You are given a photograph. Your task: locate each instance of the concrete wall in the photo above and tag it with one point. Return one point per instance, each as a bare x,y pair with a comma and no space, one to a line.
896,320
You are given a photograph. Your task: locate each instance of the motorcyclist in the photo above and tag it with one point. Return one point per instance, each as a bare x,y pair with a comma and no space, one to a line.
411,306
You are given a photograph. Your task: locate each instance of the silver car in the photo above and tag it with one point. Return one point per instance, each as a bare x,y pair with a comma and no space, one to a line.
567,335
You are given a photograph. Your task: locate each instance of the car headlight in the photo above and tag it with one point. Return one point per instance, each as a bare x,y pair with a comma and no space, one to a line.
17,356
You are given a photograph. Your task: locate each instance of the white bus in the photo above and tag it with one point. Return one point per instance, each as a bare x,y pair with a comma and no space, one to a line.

* [YOUR INSTRUCTIONS]: Repeat this material verbatim.

* [SOLUTION BELOW]:
You are given a photograph. Your task: locate each instance of the concrete wall in the photo above and tag it with one point. Return one point per instance, each as a bare x,y pair with a comma and no space, one to a line.
896,320
You are given a photograph. Your task: locate each instance of the motorcyclist in the photo above and tag it with one point. Return one point per instance, each as a bare x,y pair with a comma and no space, one to a line.
411,306
You are given a photograph. Your task: locate each instance of the silver car in the photo above and tag it with one point. Return one point per instance, each as a bare x,y pair with a comma and no space, one to a line.
567,335
You are given a photograph. Your task: locate each instance of the car headlight in the photo above and tag it with one point. Return one point per instance, each as a bare x,y pair with a comma and no space, one to a line.
17,356
You are given a photograph. Your task: locate each instance of the white bus in the photo above and tag it with one point. Return one point per instance, each as a bare x,y pair with a comma and no space, one to a line.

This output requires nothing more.